- Stored data -
- - - - - - -

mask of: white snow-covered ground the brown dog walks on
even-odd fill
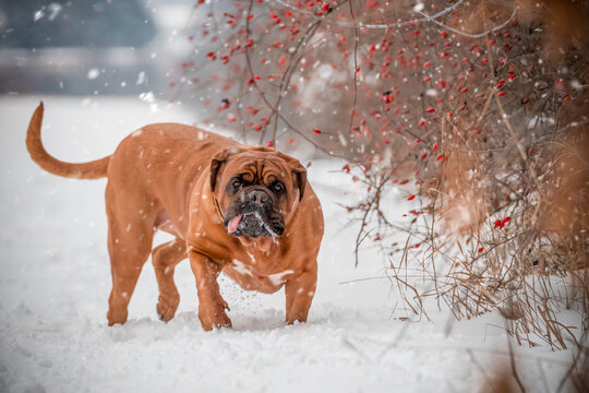
[[[106,181],[58,178],[29,159],[25,132],[38,99],[0,97],[0,392],[477,392],[509,362],[496,314],[407,322],[387,279],[341,284],[382,275],[385,265],[366,251],[353,267],[357,228],[337,205],[353,198],[353,184],[332,172],[341,167],[334,162],[309,169],[326,224],[309,323],[284,324],[281,293],[247,293],[223,277],[233,329],[204,332],[188,262],[176,271],[177,317],[164,323],[148,262],[129,322],[108,327]],[[44,100],[45,144],[64,160],[110,154],[149,122],[193,122],[187,109],[154,112],[134,97]],[[515,350],[531,392],[554,391],[572,358],[546,347]]]

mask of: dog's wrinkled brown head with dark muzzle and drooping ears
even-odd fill
[[[273,148],[227,148],[211,160],[211,191],[231,236],[281,236],[305,186],[301,163]]]

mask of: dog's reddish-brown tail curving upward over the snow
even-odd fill
[[[76,179],[99,179],[106,177],[110,156],[89,163],[71,164],[59,160],[47,153],[40,138],[43,111],[41,102],[37,109],[35,109],[28,124],[28,130],[26,131],[26,148],[28,150],[28,154],[31,154],[31,158],[43,169],[57,176]]]

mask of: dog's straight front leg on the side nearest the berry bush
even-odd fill
[[[286,322],[306,322],[306,315],[315,295],[317,284],[317,270],[305,271],[299,276],[287,281],[286,294]]]

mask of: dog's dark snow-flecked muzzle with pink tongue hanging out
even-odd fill
[[[274,196],[264,188],[243,189],[233,201],[224,223],[229,235],[279,237],[285,231],[283,214]]]

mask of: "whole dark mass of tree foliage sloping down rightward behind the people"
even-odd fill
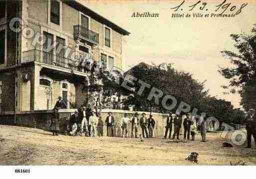
[[[198,114],[205,112],[208,116],[216,117],[220,123],[238,123],[245,116],[241,109],[234,109],[231,102],[210,96],[204,83],[195,80],[190,73],[179,72],[171,64],[166,65],[166,69],[162,66],[163,64],[149,66],[142,63],[132,68],[130,74],[150,84],[151,88],[145,88],[142,95],[138,95],[141,84],[136,82],[134,93],[129,96],[126,103],[134,104],[136,110],[149,111],[149,107],[152,106],[155,112],[169,112],[161,105],[162,98],[159,104],[155,104],[154,99],[148,100],[152,87],[155,87],[162,90],[164,96],[172,95],[177,99],[178,105],[172,112],[175,112],[183,101],[191,106],[191,110],[197,108]]]

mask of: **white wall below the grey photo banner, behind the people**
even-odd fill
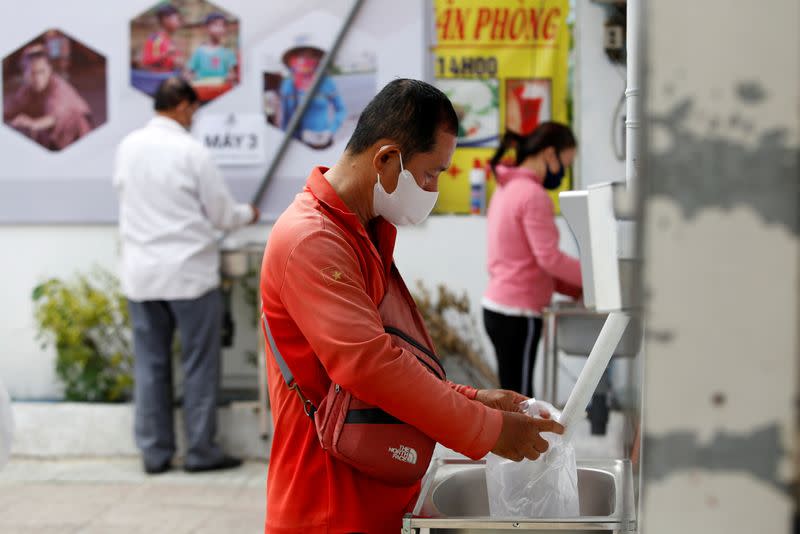
[[[572,236],[559,221],[562,248],[575,254]],[[263,242],[270,227],[248,228],[235,236],[239,242]],[[49,277],[69,277],[97,265],[116,271],[118,240],[114,226],[0,226],[0,250],[11,260],[0,277],[0,378],[18,399],[58,398],[54,374],[55,353],[36,341],[31,291]],[[413,284],[428,287],[443,283],[456,292],[466,291],[481,334],[480,299],[488,282],[486,273],[486,219],[484,217],[432,217],[418,228],[402,228],[397,240],[397,264]],[[245,351],[256,347],[257,331],[250,326],[249,310],[235,293],[236,339],[223,355],[225,382],[244,385],[254,381],[255,369],[245,361]],[[488,341],[485,348],[494,365]],[[562,386],[563,390],[563,386]]]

- - - - - - -

- Task goal -
Your task is to transcribe exactly the lines from the one containing "mask of: **white" through the final line of the entries above, pictures excluded.

- Written response -
mask of: **white wall below the grey photo banner, behind the people**
even-odd fill
[[[572,236],[559,221],[562,248],[575,254]],[[263,242],[270,227],[248,228],[235,236],[239,242]],[[49,277],[69,277],[97,265],[116,271],[118,240],[114,226],[0,226],[0,250],[11,260],[0,277],[0,378],[18,399],[58,398],[54,374],[55,353],[36,341],[31,291]],[[413,284],[428,287],[443,283],[456,292],[466,291],[481,334],[480,299],[488,282],[486,273],[486,219],[484,217],[432,217],[418,228],[402,228],[397,240],[397,264]],[[245,351],[256,347],[257,331],[250,326],[249,310],[235,293],[236,339],[223,355],[225,382],[244,385],[254,381],[255,369],[245,361]],[[488,341],[485,348],[494,365]],[[562,386],[563,390],[563,386]]]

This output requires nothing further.